* TEXT SHOWN *
━━━━━━━━
This is an exponential distribution with mean \(\rho ^{-2}{\mathbb {E}}[W_\rho ] \approx {\mathbb {E}}[W_\rho ]\). For more general GI/G/1 queueing systems, we are not able to compute \({\mathbb {E}}[W_\rho ]\) explicitly; nevertheless, a heavy traffic limit approximation such as Corollary 7.5 in [12] is very powerful because all that is needed is the mean and variance of the interarrival and service times.

Additional branches of queueing theory We should also mention several other sub-fields of queueing theory that have allowed us to obtain results for the endogenous processes. One major branch is matrix analytic methods, which involves modelling the queueing processes with structured Markov chains which are amenable to algorithmic computation of certain performance measures; see [89]. Another branch deals with networks of queues, where even though the system is often quite high dimensional and complex, under general assumptions, one may often show that the stationary distribution possesses a product form structure. See, for example, the classic book [82], or more modern treatments in [30]. A third branch involves tail asymptotics, where results dealing with probabilities such as \({\mathbb {P}}(W > x)\) are approximated for large x.

2.3 Observation schemes

Having explored elements of queueing theory and related processes, we now present a possible classification of observation schemes for inference. When characterising methods and results associated with queueing inference, a first step is to consider which processes are observed and which are not. For example, we may observe the queue length process, the workload process, the arrival process, the service process, or some combination thereof. A second step is to consider how well these processes are observed, for example, fully or only at discrete time points. Table 1 contains a few major descriptors that we shall use to organize the discussion below.
━━━━━━━━
* Image point annotation entries *
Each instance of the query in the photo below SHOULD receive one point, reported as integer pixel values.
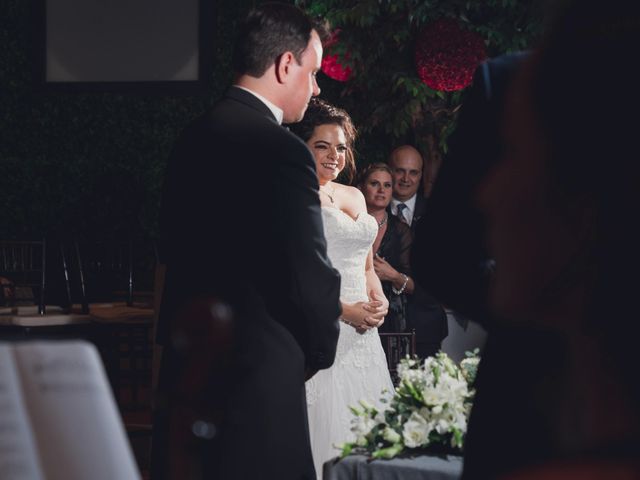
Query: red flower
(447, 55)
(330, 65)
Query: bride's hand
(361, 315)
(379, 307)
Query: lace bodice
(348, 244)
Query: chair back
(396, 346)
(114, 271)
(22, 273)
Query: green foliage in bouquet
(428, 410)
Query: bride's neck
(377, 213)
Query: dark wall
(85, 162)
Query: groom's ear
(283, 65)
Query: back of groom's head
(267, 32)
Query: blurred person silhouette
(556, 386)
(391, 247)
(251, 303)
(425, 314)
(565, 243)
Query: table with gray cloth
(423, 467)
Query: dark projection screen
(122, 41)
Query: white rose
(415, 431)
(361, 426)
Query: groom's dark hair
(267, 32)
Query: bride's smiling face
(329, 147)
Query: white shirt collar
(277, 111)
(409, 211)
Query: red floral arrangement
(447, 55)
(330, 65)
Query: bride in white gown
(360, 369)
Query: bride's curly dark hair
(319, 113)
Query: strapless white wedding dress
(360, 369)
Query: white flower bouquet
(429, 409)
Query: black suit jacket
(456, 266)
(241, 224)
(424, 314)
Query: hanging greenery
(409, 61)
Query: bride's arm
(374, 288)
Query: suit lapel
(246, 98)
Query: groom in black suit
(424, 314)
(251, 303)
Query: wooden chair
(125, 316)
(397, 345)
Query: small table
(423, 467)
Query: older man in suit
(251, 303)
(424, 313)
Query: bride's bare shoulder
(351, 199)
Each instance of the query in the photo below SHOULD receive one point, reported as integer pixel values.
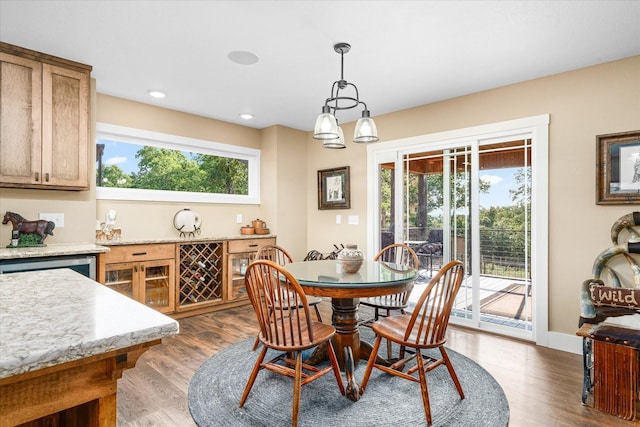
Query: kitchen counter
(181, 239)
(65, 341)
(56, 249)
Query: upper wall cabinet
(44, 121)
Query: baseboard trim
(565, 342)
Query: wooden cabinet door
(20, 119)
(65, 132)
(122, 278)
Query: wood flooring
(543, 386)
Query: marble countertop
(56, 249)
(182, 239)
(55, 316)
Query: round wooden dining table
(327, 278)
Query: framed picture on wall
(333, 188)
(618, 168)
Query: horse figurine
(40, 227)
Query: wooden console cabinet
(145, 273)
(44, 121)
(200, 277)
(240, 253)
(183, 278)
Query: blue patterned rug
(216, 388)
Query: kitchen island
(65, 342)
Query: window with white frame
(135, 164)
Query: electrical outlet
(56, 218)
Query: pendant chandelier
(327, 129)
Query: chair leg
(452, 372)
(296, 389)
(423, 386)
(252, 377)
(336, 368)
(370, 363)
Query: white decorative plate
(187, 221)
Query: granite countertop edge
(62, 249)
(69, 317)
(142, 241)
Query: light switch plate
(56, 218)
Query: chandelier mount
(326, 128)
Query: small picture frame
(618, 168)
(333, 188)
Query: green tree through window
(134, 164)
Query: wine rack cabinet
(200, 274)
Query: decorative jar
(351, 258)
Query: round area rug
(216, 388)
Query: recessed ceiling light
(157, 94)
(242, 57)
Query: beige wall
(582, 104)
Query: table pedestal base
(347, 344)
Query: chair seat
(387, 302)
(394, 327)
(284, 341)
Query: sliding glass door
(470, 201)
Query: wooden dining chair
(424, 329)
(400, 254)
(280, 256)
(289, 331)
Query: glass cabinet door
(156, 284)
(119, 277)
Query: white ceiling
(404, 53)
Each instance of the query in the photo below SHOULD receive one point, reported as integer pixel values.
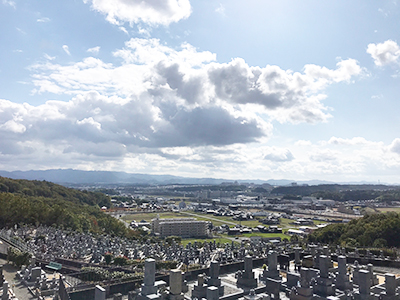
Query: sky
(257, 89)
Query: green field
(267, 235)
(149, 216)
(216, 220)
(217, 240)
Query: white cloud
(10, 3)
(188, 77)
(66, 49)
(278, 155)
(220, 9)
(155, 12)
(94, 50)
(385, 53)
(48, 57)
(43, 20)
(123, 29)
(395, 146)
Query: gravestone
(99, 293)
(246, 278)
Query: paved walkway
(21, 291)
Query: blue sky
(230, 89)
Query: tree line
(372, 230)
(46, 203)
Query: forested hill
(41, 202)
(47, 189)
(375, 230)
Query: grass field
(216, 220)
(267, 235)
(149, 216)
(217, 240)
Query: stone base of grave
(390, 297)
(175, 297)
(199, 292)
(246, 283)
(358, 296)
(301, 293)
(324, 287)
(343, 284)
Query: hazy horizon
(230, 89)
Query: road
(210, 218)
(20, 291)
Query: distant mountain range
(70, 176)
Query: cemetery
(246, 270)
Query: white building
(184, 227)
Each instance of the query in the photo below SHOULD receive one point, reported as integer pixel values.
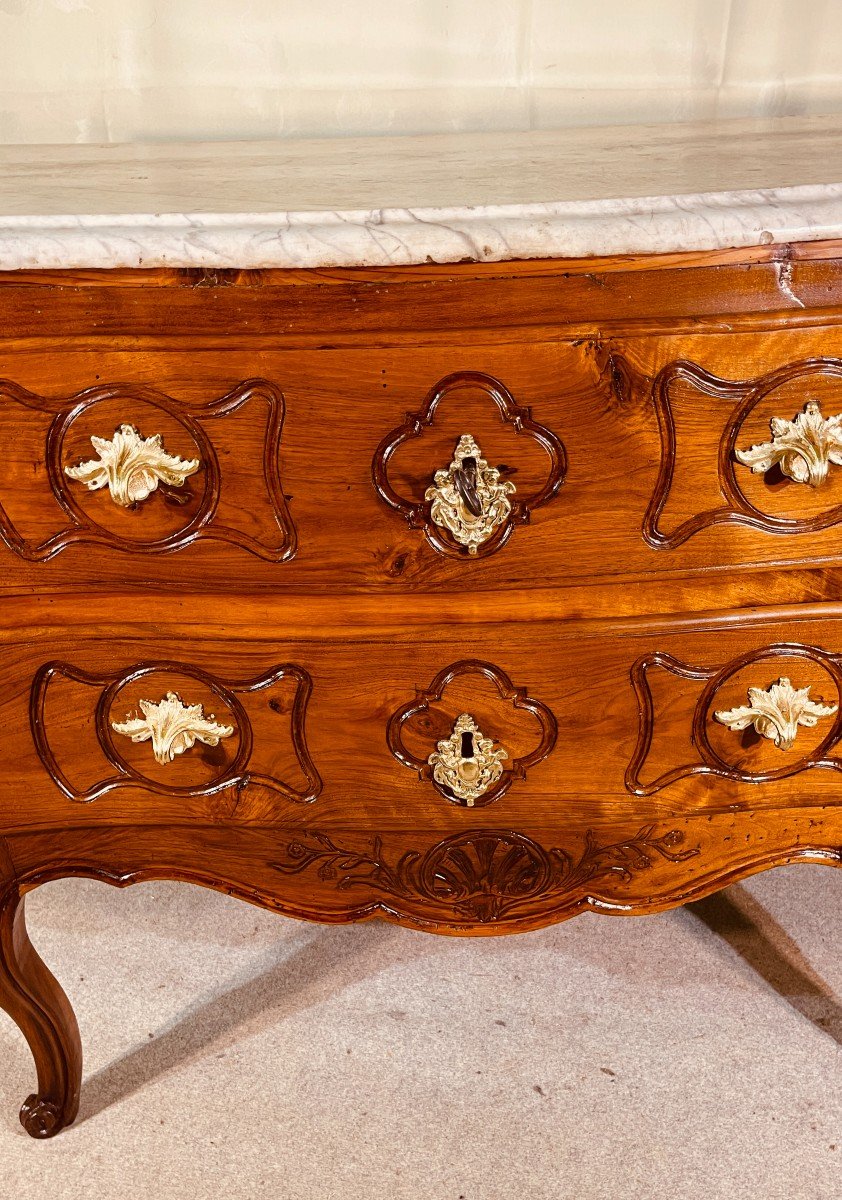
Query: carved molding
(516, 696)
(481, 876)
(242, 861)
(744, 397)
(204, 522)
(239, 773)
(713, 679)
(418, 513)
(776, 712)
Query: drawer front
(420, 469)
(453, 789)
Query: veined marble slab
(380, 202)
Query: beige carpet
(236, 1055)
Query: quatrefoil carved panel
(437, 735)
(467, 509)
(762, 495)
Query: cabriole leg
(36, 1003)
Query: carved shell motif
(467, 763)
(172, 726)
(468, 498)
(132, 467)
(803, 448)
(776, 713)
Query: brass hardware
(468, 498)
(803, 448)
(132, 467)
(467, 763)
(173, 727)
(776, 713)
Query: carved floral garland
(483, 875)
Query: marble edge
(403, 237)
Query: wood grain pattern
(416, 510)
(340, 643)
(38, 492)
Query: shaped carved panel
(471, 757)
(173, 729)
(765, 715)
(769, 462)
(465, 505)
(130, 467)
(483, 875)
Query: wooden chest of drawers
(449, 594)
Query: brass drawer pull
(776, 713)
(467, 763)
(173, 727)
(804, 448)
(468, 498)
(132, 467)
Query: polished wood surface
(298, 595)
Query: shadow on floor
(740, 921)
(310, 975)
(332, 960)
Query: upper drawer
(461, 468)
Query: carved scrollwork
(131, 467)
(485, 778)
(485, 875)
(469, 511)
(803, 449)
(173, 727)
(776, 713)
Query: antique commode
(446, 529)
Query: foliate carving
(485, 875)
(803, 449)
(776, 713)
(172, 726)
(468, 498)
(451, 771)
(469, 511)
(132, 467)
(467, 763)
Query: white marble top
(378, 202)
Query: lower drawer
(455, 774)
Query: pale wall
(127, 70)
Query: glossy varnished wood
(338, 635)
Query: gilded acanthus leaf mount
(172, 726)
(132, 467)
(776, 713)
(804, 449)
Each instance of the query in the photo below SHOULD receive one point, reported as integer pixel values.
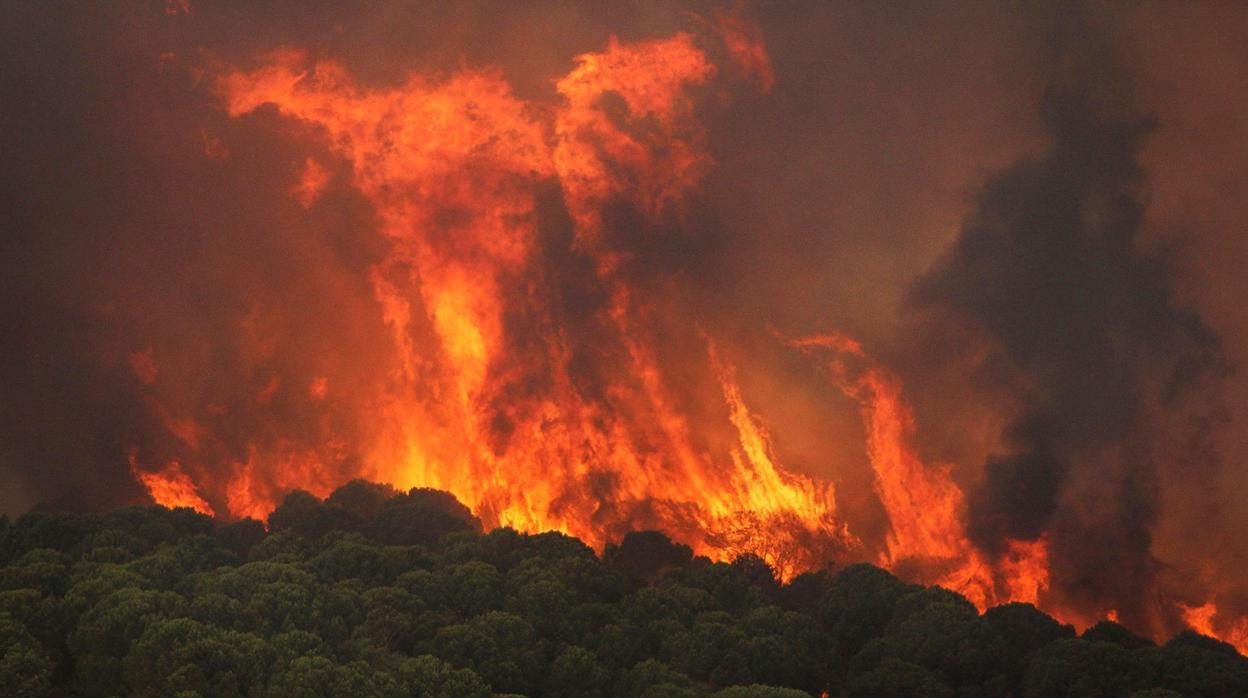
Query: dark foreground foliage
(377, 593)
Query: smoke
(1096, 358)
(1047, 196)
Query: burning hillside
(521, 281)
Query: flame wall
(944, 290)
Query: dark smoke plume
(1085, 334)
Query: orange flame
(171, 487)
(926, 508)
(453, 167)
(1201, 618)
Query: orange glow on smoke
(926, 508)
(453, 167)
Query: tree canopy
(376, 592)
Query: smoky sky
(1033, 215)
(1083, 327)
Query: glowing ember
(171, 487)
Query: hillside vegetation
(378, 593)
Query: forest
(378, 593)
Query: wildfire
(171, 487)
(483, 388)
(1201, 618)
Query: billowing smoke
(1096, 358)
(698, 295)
━━━━━━━━
* EXERCISE 1 *
Answer these questions using the queueing theory text:
(a) According to the text, what is needed for a heavy traffic limit approximation such as Corollary 7.5 in [12]?
(b) Which branch models queueing processes with structured Markov chains?
(c) What does the text give as a first step when characterising methods and results associated with queueing inference?
* EXERCISE 2 *
Extend the queueing theory text past its final sentence, keeping its technical voice.

* RESPONSE 1 *
(a) Only the mean and variance of the interarrival and service times.
(b) Matrix analytic methods.
(c) Considering which processes are observed and which are not.

* RESPONSE 2 *
Table 1 Different kinds of observation schemes
Fig. 1
figure 1

A simulated sample path of Q(t) for an M/M/5 system over \(t \in [0,30]\). If observed using (F), then the full trajectory of Q(t) is available. If observed using (DI), then discrete samples are collected every \(\Delta = 2.5\) time units. If observed using (IO), then the sequence of arrivals to the queue (marked with \(+\) symbols) and the sequence of service completions (marked with \(\bullet \) symbols) are available as data. The figure does not present samples using (P), (T) or (IP)

Note that it is possible that a particular inference activity could potentially be classified under more than one descriptor. Our purpose is not to fully categorize a situation via the classification but rather indicate the general nature of the information available. In certain cases and when using certain models, without considering initial conditions on the queue length, observation schemes (F) and (IO) are equivalent. In fact, based on the queue length process, we can determine the arrival and departure times uniquely for single-server models where the customer order is deterministic. However, finding the queue length from the arrival and departure epochs requires information about the initial value of the queue length.

As an illustrative example, let us consider an M/M/5 queue. This is a system with five servers, Poisson arrivals, and exponential service time for each customer. That is, if \(Q(t) \le 5\), then all customers in the system are served simultaneously during time t, and further, when \(Q(t) > 5\), then \(Q(t)-5\) customers are waiting for service. Figure 1 illustrates a simulated trajectory of such a system with the purpose of highlighting several types of data sequences, relating to the different observation schemes above.

2.4 Statistical methods

The vast field of statistics provides methods for carrying out a variety of tasks. In this survey, we focus mainly, but not solely, on estimation in which case either parameters of models, state estimates, or nonparametric estimates are produced based on collected data. Such estimation can be carried out either in the classic frequentist setting or a Bayesian setting. The reader should keep in mind that many methods of elementary statistics are typically presented in the context of independent and identically distributed (i.i.d.) random variables. Adapting such methods to queueing inference often requires considering the dependencies and dynamics of the underlying queueing models. We now present an example.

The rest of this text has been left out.